---------- RAW DATA ----------

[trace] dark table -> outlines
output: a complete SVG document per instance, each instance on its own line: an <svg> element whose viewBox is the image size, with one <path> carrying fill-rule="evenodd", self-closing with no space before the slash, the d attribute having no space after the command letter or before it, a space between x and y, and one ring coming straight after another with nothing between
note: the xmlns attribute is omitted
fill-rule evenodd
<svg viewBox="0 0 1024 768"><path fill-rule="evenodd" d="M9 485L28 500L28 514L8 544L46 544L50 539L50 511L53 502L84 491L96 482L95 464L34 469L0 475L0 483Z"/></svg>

----------

- _EXERCISE_: Quote each line above in full, word for word.

- _RESULT FOR THIS TASK_:
[trace] dark table -> outlines
output: a complete SVG document per instance, each instance on its own line: an <svg> element whose viewBox is the image size, with one <path> carrying fill-rule="evenodd", self-closing with no space before the slash, the d attribute having no space after the command letter or before it, a space between x and y, and one ring coming straight after another with nothing between
note: the xmlns attribute is omitted
fill-rule evenodd
<svg viewBox="0 0 1024 768"><path fill-rule="evenodd" d="M9 485L28 500L28 514L8 544L46 544L50 539L50 511L53 502L84 491L96 482L95 464L34 469L0 475L0 483Z"/></svg>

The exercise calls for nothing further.